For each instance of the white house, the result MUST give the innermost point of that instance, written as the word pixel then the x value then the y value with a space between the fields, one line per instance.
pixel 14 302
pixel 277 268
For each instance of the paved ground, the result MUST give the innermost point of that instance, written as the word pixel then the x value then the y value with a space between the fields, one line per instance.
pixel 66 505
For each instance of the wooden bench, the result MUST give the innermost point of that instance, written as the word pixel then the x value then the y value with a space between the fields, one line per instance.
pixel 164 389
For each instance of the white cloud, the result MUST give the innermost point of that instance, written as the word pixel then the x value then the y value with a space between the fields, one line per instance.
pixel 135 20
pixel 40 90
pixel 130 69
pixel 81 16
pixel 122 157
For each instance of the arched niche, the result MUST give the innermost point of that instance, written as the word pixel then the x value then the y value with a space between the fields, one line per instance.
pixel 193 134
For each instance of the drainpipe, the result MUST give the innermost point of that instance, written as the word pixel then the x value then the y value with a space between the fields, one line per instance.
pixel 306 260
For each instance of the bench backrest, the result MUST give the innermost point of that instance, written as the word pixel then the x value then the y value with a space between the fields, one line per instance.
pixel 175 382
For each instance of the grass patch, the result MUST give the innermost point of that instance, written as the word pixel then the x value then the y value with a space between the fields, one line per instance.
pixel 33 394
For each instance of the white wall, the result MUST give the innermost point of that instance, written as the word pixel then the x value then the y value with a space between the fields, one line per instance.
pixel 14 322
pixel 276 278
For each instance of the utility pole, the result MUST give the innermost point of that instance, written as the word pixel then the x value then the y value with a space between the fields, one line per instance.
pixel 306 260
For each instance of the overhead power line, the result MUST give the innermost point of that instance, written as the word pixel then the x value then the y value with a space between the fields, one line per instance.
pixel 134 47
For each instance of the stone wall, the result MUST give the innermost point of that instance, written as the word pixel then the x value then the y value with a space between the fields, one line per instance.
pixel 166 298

--

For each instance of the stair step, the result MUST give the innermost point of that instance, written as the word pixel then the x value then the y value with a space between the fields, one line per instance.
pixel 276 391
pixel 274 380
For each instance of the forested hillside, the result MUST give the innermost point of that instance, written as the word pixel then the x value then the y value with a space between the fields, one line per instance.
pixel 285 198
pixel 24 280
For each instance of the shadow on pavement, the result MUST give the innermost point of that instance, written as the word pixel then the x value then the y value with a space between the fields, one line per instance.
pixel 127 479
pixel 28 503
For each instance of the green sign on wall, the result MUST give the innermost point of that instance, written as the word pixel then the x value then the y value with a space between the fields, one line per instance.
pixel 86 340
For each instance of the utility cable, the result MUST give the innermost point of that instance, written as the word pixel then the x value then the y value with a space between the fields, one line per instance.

==

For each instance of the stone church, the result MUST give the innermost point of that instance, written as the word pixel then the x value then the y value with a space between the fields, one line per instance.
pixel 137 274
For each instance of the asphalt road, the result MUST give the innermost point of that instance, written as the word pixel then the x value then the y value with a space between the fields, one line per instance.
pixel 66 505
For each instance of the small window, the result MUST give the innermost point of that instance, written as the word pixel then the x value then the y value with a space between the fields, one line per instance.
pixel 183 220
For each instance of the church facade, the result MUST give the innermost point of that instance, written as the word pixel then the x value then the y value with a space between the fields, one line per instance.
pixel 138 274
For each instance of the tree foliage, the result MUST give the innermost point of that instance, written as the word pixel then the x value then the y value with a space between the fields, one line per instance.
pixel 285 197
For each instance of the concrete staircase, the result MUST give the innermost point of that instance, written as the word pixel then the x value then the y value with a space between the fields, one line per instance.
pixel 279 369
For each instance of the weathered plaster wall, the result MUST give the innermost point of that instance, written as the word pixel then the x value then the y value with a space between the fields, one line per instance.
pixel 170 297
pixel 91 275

Short exercise:
Repeat the rows between the lines holding "For each instance of the weathered" and "pixel 91 275", inclusive, swapping "weathered plaster wall" for "cracked plaster wall" and leaving everything else unchanged.

Solution to the problem:
For each instance of the cracked plaster wall, the result MUST give the innermost point of that instance, written as the word pixel then the x value then the y value with a space between the fields, one line per instance.
pixel 170 297
pixel 91 275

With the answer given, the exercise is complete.